== Aim of the exercise ==
Write out all of the entries exactly as given.

(Stored data entries)

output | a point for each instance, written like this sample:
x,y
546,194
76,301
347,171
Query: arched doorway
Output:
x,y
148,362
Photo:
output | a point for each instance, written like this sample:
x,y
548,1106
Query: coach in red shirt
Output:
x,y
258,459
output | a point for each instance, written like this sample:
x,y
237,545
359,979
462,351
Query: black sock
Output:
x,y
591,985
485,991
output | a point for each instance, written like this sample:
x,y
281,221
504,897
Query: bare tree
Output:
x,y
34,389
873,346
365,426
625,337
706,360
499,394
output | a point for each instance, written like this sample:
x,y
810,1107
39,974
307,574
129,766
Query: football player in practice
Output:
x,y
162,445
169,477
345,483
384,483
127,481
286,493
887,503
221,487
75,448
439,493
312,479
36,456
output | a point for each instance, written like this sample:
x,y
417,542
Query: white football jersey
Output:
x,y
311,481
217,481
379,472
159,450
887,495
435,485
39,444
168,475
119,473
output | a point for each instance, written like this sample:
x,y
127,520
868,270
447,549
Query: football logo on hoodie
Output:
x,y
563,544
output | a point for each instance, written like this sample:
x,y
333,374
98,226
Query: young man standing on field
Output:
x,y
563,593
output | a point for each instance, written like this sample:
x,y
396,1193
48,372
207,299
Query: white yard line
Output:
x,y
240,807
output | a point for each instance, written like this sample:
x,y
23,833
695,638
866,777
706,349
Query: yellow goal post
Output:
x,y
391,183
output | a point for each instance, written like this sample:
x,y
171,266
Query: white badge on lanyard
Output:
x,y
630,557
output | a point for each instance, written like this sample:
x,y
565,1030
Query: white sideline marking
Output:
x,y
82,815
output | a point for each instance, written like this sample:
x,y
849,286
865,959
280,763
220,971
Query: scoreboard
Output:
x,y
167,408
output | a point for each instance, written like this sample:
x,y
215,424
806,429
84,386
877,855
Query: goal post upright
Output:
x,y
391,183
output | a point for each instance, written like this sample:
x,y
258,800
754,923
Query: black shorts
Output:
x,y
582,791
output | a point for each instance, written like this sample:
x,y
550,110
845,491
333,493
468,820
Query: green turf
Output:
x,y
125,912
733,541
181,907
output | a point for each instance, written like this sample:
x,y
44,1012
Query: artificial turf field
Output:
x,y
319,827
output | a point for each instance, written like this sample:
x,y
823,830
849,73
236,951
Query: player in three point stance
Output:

== Written response ==
output | a point for each instance, written like this sample:
x,y
546,194
76,301
347,171
Query: arched doorway
Output:
x,y
148,362
Photo:
output | a point for each instance, written like this sample:
x,y
548,1106
Query: coach in red shirt
Output:
x,y
258,459
output | a point for each instance, written like this sample:
x,y
237,545
359,979
462,351
Query: black sock
Output:
x,y
591,985
485,991
output | a point for each instance, written like this sample:
x,y
281,221
504,897
Query: bare tree
Output:
x,y
34,389
873,346
365,426
625,337
706,360
499,394
output | a point for each instance, written like this sample:
x,y
810,1107
39,974
307,574
129,766
Query: football player in practice
Output:
x,y
162,445
169,477
345,483
384,483
127,481
286,493
887,503
221,487
75,448
439,493
312,479
36,456
output | a point for each instance, written like this sample:
x,y
417,542
Query: white football jersey
Output:
x,y
311,481
217,481
379,472
159,450
887,495
435,485
39,444
168,475
119,473
output | a point for each instance, written like this sample:
x,y
127,520
868,270
447,549
Query: football logo on hoodie
Output:
x,y
563,544
output | a point for each instance, written like this sample:
x,y
333,374
98,226
Query: young man standing on field
Output:
x,y
563,593
output | a point for each instance, written like this sample:
x,y
396,1193
48,372
207,299
Query: white yard line
Output:
x,y
240,807
output | a point for each instance, written like this sample:
x,y
23,833
695,638
866,777
706,349
Query: yellow goal post
Output:
x,y
391,183
output | a point for each instance, written like this sample:
x,y
171,266
Query: white badge on lanyard
Output:
x,y
630,557
output | a point for each instance, written like this sample:
x,y
565,1030
Query: white sideline marking
Output:
x,y
82,815
output | a point for each instance, written like this sample:
x,y
849,286
865,959
280,763
220,971
Query: scoreboard
Output:
x,y
167,408
output | a point for each instance, written like this sample:
x,y
215,424
806,429
84,386
877,855
Query: goal post upright
Output:
x,y
391,183
output | a point for each instance, written like this sample:
x,y
258,800
754,923
Query: black shorts
Output:
x,y
582,791
output | a point for each instance, written like this sample:
x,y
550,110
845,491
333,493
468,820
Query: green turf
Output:
x,y
125,912
733,541
181,907
output | a point for each instance, written like this sample:
x,y
44,1012
Query: artificial turf field
Output:
x,y
319,827
output | a point for each instance, written like this sample:
x,y
823,830
849,73
236,951
Query: player in three point stance
Output:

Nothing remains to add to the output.